[start Given records]

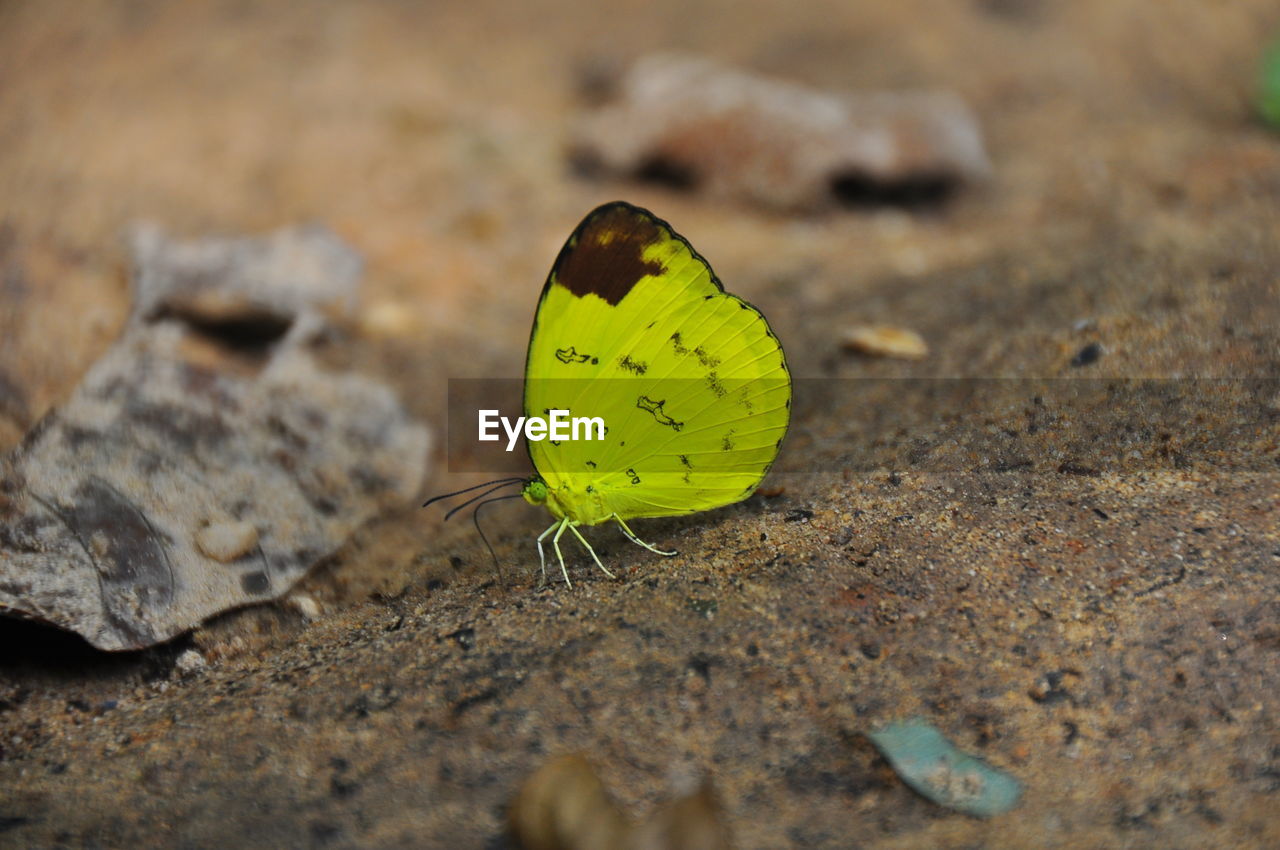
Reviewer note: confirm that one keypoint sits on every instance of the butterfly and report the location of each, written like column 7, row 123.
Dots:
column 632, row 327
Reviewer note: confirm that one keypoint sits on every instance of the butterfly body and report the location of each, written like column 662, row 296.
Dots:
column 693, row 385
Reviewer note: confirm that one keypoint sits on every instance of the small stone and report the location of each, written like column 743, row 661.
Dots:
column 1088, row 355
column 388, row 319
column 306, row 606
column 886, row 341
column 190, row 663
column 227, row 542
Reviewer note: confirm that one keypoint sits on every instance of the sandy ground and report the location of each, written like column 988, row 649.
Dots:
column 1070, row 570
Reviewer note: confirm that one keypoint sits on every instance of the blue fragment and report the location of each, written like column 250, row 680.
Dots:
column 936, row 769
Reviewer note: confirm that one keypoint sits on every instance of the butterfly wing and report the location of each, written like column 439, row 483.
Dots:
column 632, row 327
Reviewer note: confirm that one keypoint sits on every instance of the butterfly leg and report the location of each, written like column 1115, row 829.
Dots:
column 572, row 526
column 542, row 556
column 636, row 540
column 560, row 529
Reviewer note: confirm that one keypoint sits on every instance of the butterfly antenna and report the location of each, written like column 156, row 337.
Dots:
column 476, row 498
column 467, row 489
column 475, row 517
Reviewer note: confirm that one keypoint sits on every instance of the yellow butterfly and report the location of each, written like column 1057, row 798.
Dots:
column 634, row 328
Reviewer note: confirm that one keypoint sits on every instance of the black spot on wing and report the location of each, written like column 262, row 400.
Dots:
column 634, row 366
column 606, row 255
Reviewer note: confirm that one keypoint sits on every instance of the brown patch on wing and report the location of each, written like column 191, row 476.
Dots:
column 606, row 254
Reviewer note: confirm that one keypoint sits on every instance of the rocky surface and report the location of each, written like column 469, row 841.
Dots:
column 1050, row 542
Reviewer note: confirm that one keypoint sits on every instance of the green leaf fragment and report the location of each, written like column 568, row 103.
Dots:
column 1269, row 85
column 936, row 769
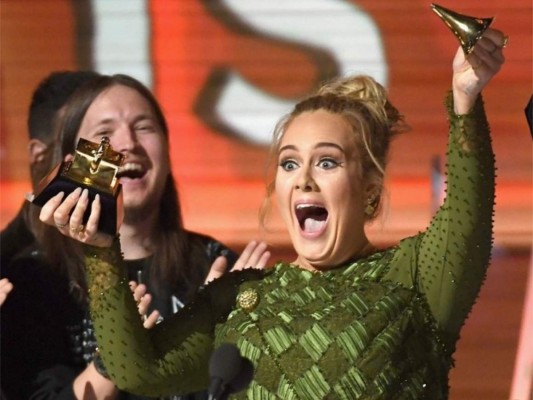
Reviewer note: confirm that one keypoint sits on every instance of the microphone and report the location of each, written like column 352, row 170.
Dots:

[end Given records]

Given request: Update the material above by replacing each "Dots" with "Points", changing nothing else. Please leave the pictures out of your answer.

Correct result:
Reviewer note: confirm that one keypoint sits on every instance of the butterfly and report the location of each, written like column 7, row 123.
Points:
column 632, row 327
Reviewer note: confirm that one keypoint sits on every instance of the butterfly body and report the location of each, written like column 662, row 296.
Points:
column 693, row 385
Reviewer note: confirm that one keypoint sits on every instance of the small stone and report the location of each, written like column 743, row 661.
Points:
column 1088, row 355
column 388, row 319
column 306, row 606
column 886, row 341
column 190, row 663
column 227, row 542
Reviewer note: confirm that one keypoint sits on every instance of the sandy ground and report the location of each, written like column 988, row 649.
Points:
column 1070, row 570
Reviewer note: confirm that one keypoint sits on every instance of the blue fragment and report the location of each, written like column 250, row 680.
Points:
column 936, row 769
Reviewer note: confirm that one keypoint sits on every instance of the butterfly wing and report the location of each, written like column 439, row 483.
Points:
column 632, row 327
Reviewer note: confirm that one keypoint sits on every instance of the butterfly leg and report the location of each, written like column 1115, row 829.
Points:
column 572, row 526
column 542, row 556
column 636, row 540
column 560, row 529
Reviewer note: confirm that one keypoint sits on every instance of the butterfly antenna and report the location of each, written like column 156, row 337.
Points:
column 476, row 498
column 467, row 489
column 475, row 517
Reviewer note: confirm that one keypoint sits on every instance of the yellow butterfly and report the location of each, written like column 1057, row 798.
Points:
column 634, row 328
Reviewer note: confirm that one keypoint sits on every instance of the black spot on wing and report the location of each, written like column 262, row 400.
Points:
column 634, row 366
column 606, row 255
Reviewer note: confirm that one keypoint sits on every instance of the brown patch on wing and report the location of each, written like column 191, row 476.
Points:
column 606, row 254
Reviewer note: confirm that one keypoint sits on every instance of the rocky surface and report the location of each, written like column 469, row 841.
Points:
column 1050, row 542
Reviewer note: confirm that one keypoint sits on every instance of the green leaf fragment and report the location of each, written like column 568, row 103.
Points:
column 1269, row 85
column 936, row 769
Reviewer note: confirm that one keypoint sits on every instance of the microphone and report the location of each, written like column 352, row 170.
Points:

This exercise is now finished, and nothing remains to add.